>> Begin PROVIDED MATERIAL

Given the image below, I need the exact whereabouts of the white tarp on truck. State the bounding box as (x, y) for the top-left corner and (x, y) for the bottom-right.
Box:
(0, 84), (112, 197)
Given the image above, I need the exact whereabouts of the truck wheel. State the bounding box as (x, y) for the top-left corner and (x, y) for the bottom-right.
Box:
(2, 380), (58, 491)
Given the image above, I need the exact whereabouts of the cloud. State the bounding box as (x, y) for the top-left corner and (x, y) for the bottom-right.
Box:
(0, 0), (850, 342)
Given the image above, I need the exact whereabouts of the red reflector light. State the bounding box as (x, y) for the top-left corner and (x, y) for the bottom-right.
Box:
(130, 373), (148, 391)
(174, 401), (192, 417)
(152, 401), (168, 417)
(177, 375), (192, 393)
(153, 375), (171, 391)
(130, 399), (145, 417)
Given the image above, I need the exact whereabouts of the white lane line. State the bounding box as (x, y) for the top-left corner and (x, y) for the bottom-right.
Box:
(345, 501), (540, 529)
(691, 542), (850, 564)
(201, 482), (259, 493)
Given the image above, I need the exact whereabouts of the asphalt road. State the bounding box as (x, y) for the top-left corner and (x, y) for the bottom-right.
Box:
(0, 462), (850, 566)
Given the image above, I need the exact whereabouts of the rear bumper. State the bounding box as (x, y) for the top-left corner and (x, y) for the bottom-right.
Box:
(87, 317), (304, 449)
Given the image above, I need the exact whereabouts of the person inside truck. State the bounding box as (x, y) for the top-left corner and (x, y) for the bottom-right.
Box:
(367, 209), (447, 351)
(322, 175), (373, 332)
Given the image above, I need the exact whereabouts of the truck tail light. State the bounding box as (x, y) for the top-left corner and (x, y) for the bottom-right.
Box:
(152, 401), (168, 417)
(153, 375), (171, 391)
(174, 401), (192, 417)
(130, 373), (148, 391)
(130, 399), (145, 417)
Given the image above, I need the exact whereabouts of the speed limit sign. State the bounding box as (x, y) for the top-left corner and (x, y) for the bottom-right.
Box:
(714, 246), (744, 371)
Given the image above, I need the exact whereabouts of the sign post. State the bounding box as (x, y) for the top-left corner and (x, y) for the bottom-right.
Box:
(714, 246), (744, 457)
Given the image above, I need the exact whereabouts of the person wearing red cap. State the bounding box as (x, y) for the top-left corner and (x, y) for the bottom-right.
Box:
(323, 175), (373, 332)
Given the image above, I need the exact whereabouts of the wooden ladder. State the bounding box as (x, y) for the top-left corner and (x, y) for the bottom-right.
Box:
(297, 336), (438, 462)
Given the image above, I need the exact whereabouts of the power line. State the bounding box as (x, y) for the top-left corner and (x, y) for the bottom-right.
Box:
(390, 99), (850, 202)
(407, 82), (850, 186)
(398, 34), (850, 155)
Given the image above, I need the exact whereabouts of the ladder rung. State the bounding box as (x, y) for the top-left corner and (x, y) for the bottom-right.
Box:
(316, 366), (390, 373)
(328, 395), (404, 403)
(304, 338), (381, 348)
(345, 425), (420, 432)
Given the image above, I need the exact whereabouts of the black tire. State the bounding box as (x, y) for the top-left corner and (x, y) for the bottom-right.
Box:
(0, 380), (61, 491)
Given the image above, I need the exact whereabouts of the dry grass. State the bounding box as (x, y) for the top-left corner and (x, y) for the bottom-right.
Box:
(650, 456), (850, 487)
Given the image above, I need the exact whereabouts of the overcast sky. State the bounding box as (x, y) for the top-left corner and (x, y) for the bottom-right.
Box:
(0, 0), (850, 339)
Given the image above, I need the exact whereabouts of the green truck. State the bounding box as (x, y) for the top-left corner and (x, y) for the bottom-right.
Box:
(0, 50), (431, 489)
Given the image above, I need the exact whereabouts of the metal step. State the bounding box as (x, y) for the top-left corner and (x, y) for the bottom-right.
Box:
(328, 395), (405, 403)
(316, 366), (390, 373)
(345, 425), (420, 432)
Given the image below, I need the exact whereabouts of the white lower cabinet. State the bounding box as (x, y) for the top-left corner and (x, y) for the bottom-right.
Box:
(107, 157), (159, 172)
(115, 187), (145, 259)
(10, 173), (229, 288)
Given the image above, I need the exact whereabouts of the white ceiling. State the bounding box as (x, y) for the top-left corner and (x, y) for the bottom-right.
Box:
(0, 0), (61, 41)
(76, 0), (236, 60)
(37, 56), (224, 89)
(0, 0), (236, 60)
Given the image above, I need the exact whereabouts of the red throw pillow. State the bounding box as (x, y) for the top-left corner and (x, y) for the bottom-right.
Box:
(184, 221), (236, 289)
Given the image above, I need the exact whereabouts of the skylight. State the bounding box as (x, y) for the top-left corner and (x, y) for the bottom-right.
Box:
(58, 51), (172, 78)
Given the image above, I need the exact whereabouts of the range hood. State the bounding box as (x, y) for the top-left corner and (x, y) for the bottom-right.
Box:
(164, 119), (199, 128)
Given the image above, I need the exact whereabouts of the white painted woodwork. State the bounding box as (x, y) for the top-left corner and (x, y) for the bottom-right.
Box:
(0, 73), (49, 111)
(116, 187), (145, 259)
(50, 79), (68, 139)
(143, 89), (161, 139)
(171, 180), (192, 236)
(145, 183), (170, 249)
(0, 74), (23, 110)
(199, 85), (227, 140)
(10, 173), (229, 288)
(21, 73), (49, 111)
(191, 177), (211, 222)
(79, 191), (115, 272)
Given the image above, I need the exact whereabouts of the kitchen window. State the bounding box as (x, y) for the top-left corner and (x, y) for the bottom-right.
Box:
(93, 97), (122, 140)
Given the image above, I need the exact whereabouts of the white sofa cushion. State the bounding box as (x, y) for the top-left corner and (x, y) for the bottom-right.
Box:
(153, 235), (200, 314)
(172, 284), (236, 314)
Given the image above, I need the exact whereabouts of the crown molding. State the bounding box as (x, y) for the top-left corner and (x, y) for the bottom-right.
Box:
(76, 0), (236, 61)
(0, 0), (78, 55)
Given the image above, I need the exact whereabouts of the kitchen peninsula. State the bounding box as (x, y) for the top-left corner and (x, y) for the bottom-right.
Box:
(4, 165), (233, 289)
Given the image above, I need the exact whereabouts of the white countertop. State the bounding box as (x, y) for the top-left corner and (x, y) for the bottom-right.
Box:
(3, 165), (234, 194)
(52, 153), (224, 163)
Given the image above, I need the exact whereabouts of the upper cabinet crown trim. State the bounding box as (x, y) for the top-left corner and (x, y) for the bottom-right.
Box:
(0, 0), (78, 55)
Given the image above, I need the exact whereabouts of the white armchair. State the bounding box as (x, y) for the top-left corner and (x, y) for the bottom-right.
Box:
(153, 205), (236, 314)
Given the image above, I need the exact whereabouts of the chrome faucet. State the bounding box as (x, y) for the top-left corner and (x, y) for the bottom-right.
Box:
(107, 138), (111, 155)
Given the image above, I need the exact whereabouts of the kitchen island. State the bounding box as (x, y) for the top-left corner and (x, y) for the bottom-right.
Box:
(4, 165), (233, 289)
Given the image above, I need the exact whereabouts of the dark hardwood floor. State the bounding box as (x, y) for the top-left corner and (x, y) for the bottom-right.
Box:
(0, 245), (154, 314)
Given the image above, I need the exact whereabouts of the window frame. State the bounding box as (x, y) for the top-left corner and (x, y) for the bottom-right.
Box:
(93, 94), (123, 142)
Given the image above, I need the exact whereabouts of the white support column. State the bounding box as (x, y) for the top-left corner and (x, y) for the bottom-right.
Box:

>> End PROVIDED MATERIAL

## DO THIS:
Reproduce word for word everything from the line containing "of the asphalt" down to the line containing "(87, 317), (304, 449)", both of those lines included.

## TASK RESULT:
Given the image above, I need the exact whereabouts of the asphalt road. State the bounding box as (x, y) for the top-left corner and (x, y) for the bottom-right.
Box:
(0, 462), (850, 566)
Given the image above, I need the exact whereabouts of the rear bumper. State the bounding box as (x, y) for the top-left corner and (x, y) for the bottom-right.
Box:
(87, 317), (304, 449)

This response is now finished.